:: Source passage

Posted by Maddog in Politics and Law, Prolife Issues, RH/Abortion Bills.

Christ sanctified the womb and the innocent children who are its temporary residents. This artwork says it all.

Sadly, some of the proponents of the RH/abortion bill want to pretend that some unborn children aren’t even people. They say the fertilized egg must first be implanted in the uterus (which happens some three to eight days after conception) before it is considered a human life.

Some will even say that they become people much later than that. Worse, some even think they aren’t people until they emerge from the womb.

Worst of all, some don’t care at all whether the unborn are people or not — it’s supposed to be a “woman’s right” to decide to kill them or not!

Let’s not leave any doubt: abortion is murder (killing of the innocent).

Some contraceptives actually kill the unborn (for example, by preventing the fertilized egg — a newly-conceived human being — from implanting in the uterus. With nowhere to implant, the baby eventually dies. This is an early-term abortion.

Such contraceptives are called abortifacient contraceptives — meaning they can cause abortions.

HB 4244, the current number for the so-called “reproductive health/responsible parenthood” bill in the Lower House, will spend millions (or billions) funding these deadly abortifacient contraceptives. It should really be called the RH/ABORTION bill.

Abortifacients in HB 4244

Section 7, Access to Family Planning, of HB 4244 states:

All accredited health facilities shall provide a full range of modern family planning methods, except in specialty hospitals which may render such services on optional basis…

Section 10, Family Planning Supplies as Essential Medicines, states:

Products and supplies for modern family planning methods shall be part of the National Drug Formulary and the same shall be included in the regular purchase of essential medicines and supplies of all national and local hospitals and other government health units.

::::

- **Brief A**
Check each statement against the post on HB 4244 and answer yes or no, quoting the words of the post that decide it. (i) Implantation is said to take place some three to eight days after conception. (ii) Section 7 requires specialty hospitals to provide the full range of modern family planning methods. (iii) Section 10 places family planning products and supplies in the National Drug Formulary.
- **Brief B**
Carry on writing the post on HB 4244, picking up right after its last sentence.
The records have nothing to do with the post on HB 4244.

:: Information shown

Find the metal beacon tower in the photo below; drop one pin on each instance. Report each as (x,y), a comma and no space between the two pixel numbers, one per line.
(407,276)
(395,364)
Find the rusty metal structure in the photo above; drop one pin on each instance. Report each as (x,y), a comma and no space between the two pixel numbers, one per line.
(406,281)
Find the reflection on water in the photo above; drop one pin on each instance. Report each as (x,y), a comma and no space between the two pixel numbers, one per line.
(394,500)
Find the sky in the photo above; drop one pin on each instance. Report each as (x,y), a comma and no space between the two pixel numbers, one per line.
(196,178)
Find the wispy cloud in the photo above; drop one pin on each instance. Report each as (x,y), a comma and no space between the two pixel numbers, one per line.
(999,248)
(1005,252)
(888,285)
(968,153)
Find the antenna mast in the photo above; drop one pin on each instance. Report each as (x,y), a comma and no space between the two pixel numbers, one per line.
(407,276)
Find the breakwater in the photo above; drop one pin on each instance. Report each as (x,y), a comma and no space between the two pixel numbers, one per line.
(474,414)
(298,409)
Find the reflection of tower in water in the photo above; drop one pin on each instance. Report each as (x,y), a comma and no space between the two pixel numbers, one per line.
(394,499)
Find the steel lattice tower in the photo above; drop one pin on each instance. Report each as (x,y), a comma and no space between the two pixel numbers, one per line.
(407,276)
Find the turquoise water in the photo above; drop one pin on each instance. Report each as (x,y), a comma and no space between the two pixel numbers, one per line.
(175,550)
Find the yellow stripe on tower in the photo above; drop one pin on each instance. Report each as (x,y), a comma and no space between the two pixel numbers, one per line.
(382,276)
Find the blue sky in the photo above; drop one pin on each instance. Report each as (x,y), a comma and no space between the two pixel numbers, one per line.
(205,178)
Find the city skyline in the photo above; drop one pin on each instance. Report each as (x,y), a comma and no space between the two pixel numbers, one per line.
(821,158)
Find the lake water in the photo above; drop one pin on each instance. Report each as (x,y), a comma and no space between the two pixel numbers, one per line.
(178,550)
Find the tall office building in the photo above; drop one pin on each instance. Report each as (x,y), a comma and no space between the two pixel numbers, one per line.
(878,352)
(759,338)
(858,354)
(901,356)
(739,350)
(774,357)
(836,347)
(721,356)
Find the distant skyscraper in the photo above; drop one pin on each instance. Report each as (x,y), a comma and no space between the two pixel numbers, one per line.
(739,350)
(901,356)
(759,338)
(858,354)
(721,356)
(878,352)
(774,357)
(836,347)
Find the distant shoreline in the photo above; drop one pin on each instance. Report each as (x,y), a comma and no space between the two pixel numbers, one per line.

::::

- **Written response A**
(i) Yes: "which happens some three to eight days after conception"
(ii) No: "except in specialty hospitals which may render such services on optional basis"
(iii) Yes: "Products and supplies for modern family planning methods shall be part of the National Drug Formulary"

- **Written response B**
Section 4 Definition of terms (HB 4244) states:

Family Planning refers to a program which enables couples, individuals and women to decide freely and responsibly the number and spacing of their children, acquire relevant information on reproductive health care, services and supplies and have access to a full range of safe, legal, affordable, effective natural and modern methods of limiting and spacing pregnancy;

Take note that natural methods are differentiated from so-called “modern” methods. Obviously then, these modern family planning methods include artificial contraceptives (since they are not the same as natural methods).

Section 4 Definition of terms (HB 4244) states:

Reproductive Health Care refers to the access to a full range of methods, facilities, services and supplies that contribute to reproductive health and well-being by preventing and solving reproductive health-related problems. . . The elements of reproductive health care include:

(1) family planning information and services; . . .

Thus, artificial contracetpives will be funded by the bill.

The thing is, some of these contraceptives are abortifacient, as the Philippine Medical Association warned:

Doctors warn DOH on contraceptives

The Philippine Medical Association (PMA) has urged the Department of Health (DOH) to study the possibility that some abortion-causing drugs are present in inventories of the department’s family planning program.

. . .

“Life begins at fertilization, anything that prevents the fertilized ovum to be implanted in the uterus may be considered as abortive and therefore, if prescribed, may violate our solemn oath as physicians to save and protect human life particularly the unborn,”  said PMA president Dr. Oscar Tinio.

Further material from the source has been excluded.